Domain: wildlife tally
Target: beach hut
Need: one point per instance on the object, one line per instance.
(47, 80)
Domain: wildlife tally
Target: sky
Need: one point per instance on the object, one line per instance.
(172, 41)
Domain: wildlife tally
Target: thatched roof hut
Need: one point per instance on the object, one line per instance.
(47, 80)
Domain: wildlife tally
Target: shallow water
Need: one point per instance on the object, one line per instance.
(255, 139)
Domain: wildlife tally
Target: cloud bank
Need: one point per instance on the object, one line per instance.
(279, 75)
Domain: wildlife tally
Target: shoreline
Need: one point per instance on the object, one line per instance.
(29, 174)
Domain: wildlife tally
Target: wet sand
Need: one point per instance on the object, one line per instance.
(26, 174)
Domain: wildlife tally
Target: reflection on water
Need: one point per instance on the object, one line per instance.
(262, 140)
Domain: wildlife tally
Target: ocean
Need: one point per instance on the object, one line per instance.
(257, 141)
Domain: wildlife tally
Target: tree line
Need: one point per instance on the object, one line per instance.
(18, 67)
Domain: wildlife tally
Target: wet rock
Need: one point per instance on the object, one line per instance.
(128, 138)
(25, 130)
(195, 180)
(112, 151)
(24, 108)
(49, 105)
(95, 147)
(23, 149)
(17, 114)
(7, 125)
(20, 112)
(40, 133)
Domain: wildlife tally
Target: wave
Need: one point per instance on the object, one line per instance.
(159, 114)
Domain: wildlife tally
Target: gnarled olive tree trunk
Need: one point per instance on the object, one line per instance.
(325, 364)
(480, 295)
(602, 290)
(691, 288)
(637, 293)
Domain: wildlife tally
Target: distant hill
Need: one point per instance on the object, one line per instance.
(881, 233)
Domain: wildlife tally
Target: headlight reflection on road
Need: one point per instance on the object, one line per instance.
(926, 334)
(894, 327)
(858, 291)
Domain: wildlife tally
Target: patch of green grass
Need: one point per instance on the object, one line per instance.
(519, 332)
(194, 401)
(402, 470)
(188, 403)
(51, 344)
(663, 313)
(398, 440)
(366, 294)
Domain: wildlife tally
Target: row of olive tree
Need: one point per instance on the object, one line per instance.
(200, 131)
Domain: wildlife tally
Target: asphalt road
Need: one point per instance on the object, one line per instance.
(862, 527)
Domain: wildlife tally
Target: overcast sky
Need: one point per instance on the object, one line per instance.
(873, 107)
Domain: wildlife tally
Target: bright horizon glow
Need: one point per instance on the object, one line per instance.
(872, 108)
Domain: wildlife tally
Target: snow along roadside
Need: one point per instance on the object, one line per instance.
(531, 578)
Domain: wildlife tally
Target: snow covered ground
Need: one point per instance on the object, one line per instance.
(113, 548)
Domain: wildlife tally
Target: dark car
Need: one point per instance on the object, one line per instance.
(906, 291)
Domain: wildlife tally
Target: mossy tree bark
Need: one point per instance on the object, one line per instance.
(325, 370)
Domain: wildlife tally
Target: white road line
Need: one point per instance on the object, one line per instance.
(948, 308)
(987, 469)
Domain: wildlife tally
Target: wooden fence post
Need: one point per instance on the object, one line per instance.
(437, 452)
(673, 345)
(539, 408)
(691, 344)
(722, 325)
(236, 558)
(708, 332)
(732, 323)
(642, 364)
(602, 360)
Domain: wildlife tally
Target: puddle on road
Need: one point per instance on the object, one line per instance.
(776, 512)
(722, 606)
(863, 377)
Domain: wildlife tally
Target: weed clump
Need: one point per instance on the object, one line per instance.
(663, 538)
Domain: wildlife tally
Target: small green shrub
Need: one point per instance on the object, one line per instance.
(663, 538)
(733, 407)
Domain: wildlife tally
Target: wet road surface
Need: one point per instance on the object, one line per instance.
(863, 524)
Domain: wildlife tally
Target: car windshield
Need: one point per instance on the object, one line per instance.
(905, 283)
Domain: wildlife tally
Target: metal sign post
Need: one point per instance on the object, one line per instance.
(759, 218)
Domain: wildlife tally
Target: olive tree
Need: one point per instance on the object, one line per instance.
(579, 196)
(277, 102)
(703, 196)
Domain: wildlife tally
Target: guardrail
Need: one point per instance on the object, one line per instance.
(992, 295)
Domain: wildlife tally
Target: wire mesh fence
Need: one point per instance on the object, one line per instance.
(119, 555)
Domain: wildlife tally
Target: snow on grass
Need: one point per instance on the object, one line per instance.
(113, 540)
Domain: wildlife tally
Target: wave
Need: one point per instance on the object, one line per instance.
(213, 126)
#####
- _Challenge_
Please restate the data word for word, every record included.

- _Problem solution_
Domain: wildlife tally
Target: beach hut
Need: one point per instance on the object, one line per instance.
(47, 80)
Domain: wildlife tally
Target: sky
Need: one point per instance on the object, one line per instance.
(172, 41)
Domain: wildlife tally
Target: thatched roof hut
Need: one point per instance on the object, one line per instance.
(47, 80)
Domain: wildlife tally
Target: shallow water
Need: one point per instance on the object, one line per instance.
(255, 139)
Domain: wildlife tally
Target: cloud bank
Need: one point per instance on the object, one line per instance.
(279, 75)
Domain: wildlife tally
Target: shoreline
Need: one point per instance on the object, one line per instance.
(29, 174)
Domain: wildlife tally
Target: wet sand
Need: one point per instance on the object, one line per instance.
(26, 174)
Domain: wildlife tally
Target: reflection on water
Need: one point per instance on the object, one line per instance.
(262, 140)
Domain: wildlife tally
Target: ocean
Need: one point per instance on the object, one line per instance.
(257, 141)
Domain: wildlife tally
Target: tree line
Need: one point per instance on the object, one line per instance.
(18, 67)
Domain: wildlife tally
Target: wet rock
Need: one point per instance on the object, one line per instance.
(128, 138)
(25, 130)
(195, 180)
(112, 151)
(24, 108)
(49, 105)
(95, 147)
(23, 149)
(17, 114)
(7, 125)
(20, 112)
(40, 133)
Domain: wildlife tally
Target: wave
Need: one point per instance on the object, one line per instance.
(159, 114)
Domain: wildlife tally
Target: gnarled olive tree trunk
Need: one point per instance on the object, one line per instance.
(325, 364)
(480, 295)
(602, 290)
(691, 288)
(637, 293)
Domain: wildlife tally
Target: distant hill
Need: one point per instance on the object, one line per instance.
(881, 233)
Domain: wildlife tally
Target: headlight reflection on road
Need: one point per instance on the object, one line per instance.
(926, 334)
(894, 327)
(858, 291)
Domain: wildlife tally
Target: patch of green grass
Need: one point per instance on the object, one line per instance.
(519, 332)
(194, 401)
(402, 470)
(188, 403)
(51, 344)
(663, 313)
(398, 440)
(366, 294)
Domain: wildlife tally
Target: row of olive tree
Need: one point per instance on the object, one line per instance.
(200, 131)
Domain: wildlife tally
Target: asphalt road
Need: one point per instance on the object, one line per instance.
(862, 527)
Domain: wildlife tally
Target: overcast sky
Need: one point per instance on the object, one line per instance.
(873, 107)
Domain: wildlife tally
Target: bright horizon glow
Need: one point per instance on the object, one line per instance.
(872, 108)
Domain: wildlife tally
Target: snow along roadside
Need: one point per instance on the object, one line per instance.
(531, 578)
Domain: wildlife tally
Target: snow covered ground
Need: one point per instance on the object, one line per instance.
(113, 548)
Domain: wildlife tally
Target: dark car
Need: one point per instance on the object, one line per instance.
(906, 291)
Domain: wildlife tally
Target: mossy tree bark
Need: one point per instance on the object, one line per instance.
(325, 370)
Domain: wildlife tally
Target: white road line
Need: one point per instance on the object, one line per instance.
(948, 308)
(987, 469)
Domain: wildlife tally
Target: wooden fence post
Need: one point per instance on the object, one line per instance.
(437, 452)
(673, 345)
(539, 408)
(691, 344)
(722, 325)
(236, 558)
(708, 332)
(732, 323)
(642, 364)
(602, 360)
Domain: wildlife tally
Target: puddle on road
Need: one point per instance on the object, one line per instance.
(776, 512)
(722, 606)
(863, 377)
Domain: wildlife tally
Target: weed clump
Need: one point per instance on the object, one line per instance.
(663, 538)
Domain: wildlife tally
Target: small green shrub
Need: one point per instance on the object, one line per instance.
(663, 538)
(733, 407)
Domain: wildlife tally
Target: wet road surface
Need: one point per instance on the object, one line per instance.
(863, 524)
Domain: wildlife tally
Target: car windshield
Need: one point per instance on the object, one line per instance.
(905, 283)
Domain: wildlife tally
Target: metal sign post
Need: one point per instance on the object, one line per instance.
(759, 218)
Domain: wildlife tally
Target: olive tree
Need: one point per instance on the object, one line per instance.
(579, 196)
(277, 102)
(703, 196)
Domain: wildlife tally
Target: guardrail
Need: one point per instance on the object, one line per instance.
(992, 295)
Domain: wildlife tally
Target: wire mesh fence
Need: one point per instance on the object, one line per instance.
(119, 555)
Domain: wildlife tally
Target: snow on grass
Need: one point per instance on the object, one line per instance.
(113, 540)
Domain: wildlife tally
Target: wave
Need: one point per instance on the object, one line per instance.
(213, 126)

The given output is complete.